Exercise requirements: Transcribe the passage of the checksum article that starts with the words "A checksum is a" and ends with "differ, something changed.", keeping every word and mark unchanged.

Page:
What Is a Checksum — Data Integrity and Verification Explained

You download a 2 GB Linux ISO. The download page shows a SHA-256 hash. You run a command to verify it. All good — but what did you just do, and why does it matter? Checksums are a foundational concept in data integrity, and they show up in more places than most developers notice.

What a Checksum Is

flowchart LR
  D[Data block] --> F[("Checksum<br/>function")]
  F --> S[fixed-size digest]
  D --> Net[(Network / disk)]
  Net --> D2[Data block']
  D2 --> F2[("Same checksum<br/>function")]
  F2 --> S2[digest']
  S --> Cmp{Match?}
  S2 --> Cmp
  Cmp -- yes --> OK[Intact]
  Cmp -- no --> Bad[Corrupted]

A checksum is a value computed from a block of data. If the data changes — even by one bit — the checksum changes too. Compare checksums before and after transmission or storage and you can detect corruption.

The simplest possible checksum is a parity bit. Add up all the bits in a message; if the total is even, the parity bit is 0; if odd, it's 1. Append it to your message. On the receiving end, repeat the calculation and compare. If they differ, something changed.

Parity is too weak for real use — it misses any even number of bit flips — but the concept generalizes into much more powerful algorithms.

The Luhn Algorithm: Checksums in Your Wallet

Credit card numbers use the Luhn algorithm to catch typos. The check digit (the last digit of your card number) is computed from the others in a specific way. When you type a card number online, the browser can validate it instantly without a server round trip, just by recomputing the check digit.

Card: 4532 0151 2345 6782
                        ^ check digit

Algorithm (simplified):
1. Starting from the second-to-last digit, double every second digit going right to left
2. If doubling produces > 9, subtract 9
3. Sum all digits (doubled and undoubled)
4. Valid if sum % 10 == 0

This catches any single-digit error and most adjacent transpositions — the most common human input mistakes. It's not a cryptographic algorithm — you can compute a valid Luhn number trivially — but it's a great example of using checksums for error detection rather than security. (Wikipedia's Luhn algorithm article walks through the full computation step by step.)

CRC: The Error Detection Standard

Cyclic Redundancy Check (CRC) is the checksum algorithm in Ethernet frames, ZIP files, PNG images, and dozens of other formats. CRC32 produces a 32-bit checksum; CRC16 produces 16 bits.

Source excerpt:
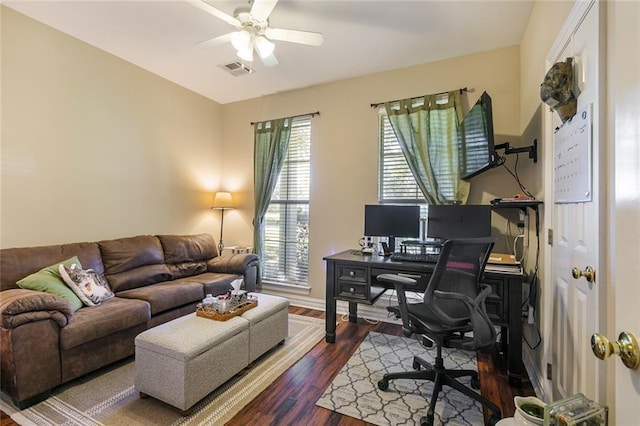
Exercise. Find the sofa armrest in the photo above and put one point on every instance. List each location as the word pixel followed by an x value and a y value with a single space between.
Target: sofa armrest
pixel 20 306
pixel 245 264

Reply:
A checksum is a value computed from a block of data. If the data changes — even by one bit — the checksum changes too. Compare checksums before and after transmission or storage and you can detect corruption.

The simplest possible checksum is a parity bit. Add up all the bits in a message; if the total is even, the parity bit is 0; if odd, it's 1. Append it to your message. On the receiving end, repeat the calculation and compare. If they differ, something changed.